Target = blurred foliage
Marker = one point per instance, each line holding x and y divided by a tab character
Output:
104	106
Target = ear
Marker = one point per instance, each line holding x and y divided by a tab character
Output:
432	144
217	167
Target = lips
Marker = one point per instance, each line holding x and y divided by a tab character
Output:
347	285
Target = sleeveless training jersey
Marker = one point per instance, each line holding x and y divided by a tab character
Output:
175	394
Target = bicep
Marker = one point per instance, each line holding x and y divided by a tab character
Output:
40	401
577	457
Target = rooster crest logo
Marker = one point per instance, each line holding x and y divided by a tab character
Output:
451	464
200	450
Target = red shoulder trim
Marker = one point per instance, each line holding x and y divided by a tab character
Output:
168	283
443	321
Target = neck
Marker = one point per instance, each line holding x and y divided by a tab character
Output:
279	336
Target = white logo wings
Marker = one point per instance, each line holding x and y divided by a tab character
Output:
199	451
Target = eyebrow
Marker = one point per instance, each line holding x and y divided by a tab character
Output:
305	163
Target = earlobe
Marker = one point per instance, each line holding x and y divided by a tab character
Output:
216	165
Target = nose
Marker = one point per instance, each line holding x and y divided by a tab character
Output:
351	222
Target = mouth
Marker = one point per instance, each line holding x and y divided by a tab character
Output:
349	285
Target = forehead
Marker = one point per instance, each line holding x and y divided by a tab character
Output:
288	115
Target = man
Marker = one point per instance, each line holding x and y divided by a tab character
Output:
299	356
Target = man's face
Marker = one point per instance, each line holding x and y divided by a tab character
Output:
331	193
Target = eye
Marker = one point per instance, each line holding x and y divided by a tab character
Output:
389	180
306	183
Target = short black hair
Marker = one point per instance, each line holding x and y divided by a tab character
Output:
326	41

-- -- --

Extract the whole listing, character for character.

> [WORKED ANSWER]:
Target = blurred foliage
Marker = one point per instance, each line holding x and y divided by a tab character
Output:
104	106
Target = ear
Marker = one point per instance, each line holding x and y divided by a tab character
Output:
432	144
217	167
Target = lips
Marker = one point per instance, each line holding x and y divided by a tab character
Output:
347	285
Target = sleeveless training jersey
Marker = one point per instance, each line holding x and y divided by a tab character
Output:
175	394
Target = bicep
Marker = one point per instance, each line holding x and y divided by a tab character
Output:
40	401
577	457
Target = rooster crest logo
Marker = one point per instance, each line holding x and y divided by a tab character
Output:
451	464
200	450
Target = red shoulder trim
Marker = one point per instance, each line holding x and y divided by a tab character
Output:
168	283
443	321
Target = neck
Marker = one point per instance, each line holding x and y divided by a tab character
Output:
279	336
Target = white logo wings
Marker = one point per instance, each line holding x and y divided by a tab character
Output:
199	451
Target = eyebrow
Marker = one point per instance, each line holding x and y divided by a tab character
Output:
305	163
Target = earlobe
Marker = one point per instance, each line holding x and y divided by a tab character
Output:
216	165
Target = nose
Marker = one point per instance, each line holding x and y divided by a tab character
Output:
351	222
Target = mouth
Marker = one point per instance, each line holding x and y divided by a tab character
Output:
349	285
Target = forehead
Marker = one point per instance, each line holding x and y divided by a tab character
Output:
288	115
Target = man
Marker = one point per instance, each line holding x and y divided by a tab character
Output:
299	356
Target = man's face
Marker = one point per instance, each line holding x and y divided by a tab character
Output:
331	193
Target = eye
Marker = one point per instance, each line holding x and y divided by a tab character
Output:
389	180
306	183
Target = short black hair
Marker = one point per instance, each line holding x and y divided by a tab character
Output:
326	41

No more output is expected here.